(OBJECTIVE)
Transcribe everything in the Cloudflare Images text from "What is AVIF" down to "and many others.".

(TEXT PROVIDED)
|---|

For many of our customers it is important to be able to serve Images from their own domain and not only via imagedelivery.net. Here we show an easy solution for this using a custom Worker or a special URL.

Last but not least we announce the launch of new attractively priced bundles for both Cloudflare Images and Stream.

Images supports AVIF

We announced support for the new AVIF image format in Image Resizing product last year.

Last month we added AVIF support in Cloudflare Images. It compresses images significantly better than older-generation formats such as WebP and JPEG. Today, AVIF image format is supported both in Chrome and Firefox. Globally, almost 70% of users have a web browser that supports AVIF.

What is AVIF

As we explained previously, AVIF is a combination of the HEIF ISO standard, and a royalty-free AV1 codec by Mozilla, Xiph, Google, Cisco, and many others.

|---|

(GIVEN INFORMATION)
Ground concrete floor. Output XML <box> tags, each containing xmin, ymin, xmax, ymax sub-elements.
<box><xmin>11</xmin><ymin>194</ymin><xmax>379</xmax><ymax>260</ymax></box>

|---|

(RESULT FOR THIS EXERCISE)
What is AVIF

As we explained previously, AVIF is a combination of the HEIF ISO standard, and a royalty-free AV1 codec by Mozilla, Xiph, Google, Cisco, and many others.